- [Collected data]
-------

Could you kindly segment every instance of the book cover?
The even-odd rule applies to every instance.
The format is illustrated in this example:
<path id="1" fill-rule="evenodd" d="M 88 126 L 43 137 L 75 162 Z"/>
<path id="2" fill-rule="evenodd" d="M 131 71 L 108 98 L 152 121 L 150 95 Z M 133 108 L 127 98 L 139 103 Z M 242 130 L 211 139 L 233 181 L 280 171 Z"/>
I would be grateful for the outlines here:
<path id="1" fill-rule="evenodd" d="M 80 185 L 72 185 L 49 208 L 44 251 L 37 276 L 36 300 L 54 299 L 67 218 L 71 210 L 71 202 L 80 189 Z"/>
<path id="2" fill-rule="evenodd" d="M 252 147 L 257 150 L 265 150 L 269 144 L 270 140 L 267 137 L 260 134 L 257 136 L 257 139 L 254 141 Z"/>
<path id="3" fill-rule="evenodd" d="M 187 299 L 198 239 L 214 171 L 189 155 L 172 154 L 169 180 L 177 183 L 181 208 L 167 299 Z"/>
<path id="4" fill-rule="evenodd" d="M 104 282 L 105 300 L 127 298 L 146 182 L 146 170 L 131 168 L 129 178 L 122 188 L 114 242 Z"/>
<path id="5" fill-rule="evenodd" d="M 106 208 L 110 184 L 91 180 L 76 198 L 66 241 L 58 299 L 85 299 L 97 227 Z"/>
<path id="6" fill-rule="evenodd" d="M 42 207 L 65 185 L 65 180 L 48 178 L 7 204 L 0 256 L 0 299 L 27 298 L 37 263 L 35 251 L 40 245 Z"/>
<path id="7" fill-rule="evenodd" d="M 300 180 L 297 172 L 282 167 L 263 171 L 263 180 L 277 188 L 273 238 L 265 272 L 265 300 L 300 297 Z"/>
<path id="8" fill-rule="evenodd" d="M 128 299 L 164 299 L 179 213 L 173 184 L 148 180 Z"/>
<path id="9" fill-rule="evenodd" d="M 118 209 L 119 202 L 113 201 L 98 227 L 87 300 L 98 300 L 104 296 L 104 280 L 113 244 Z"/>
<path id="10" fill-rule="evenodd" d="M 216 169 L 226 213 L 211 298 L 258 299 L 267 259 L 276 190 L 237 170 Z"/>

-------

- [ABOUT THIS TASK] A line counts if it includes the string "every". State how many such lines the entries have, with no other text.

- [WRITTEN ANSWER] 2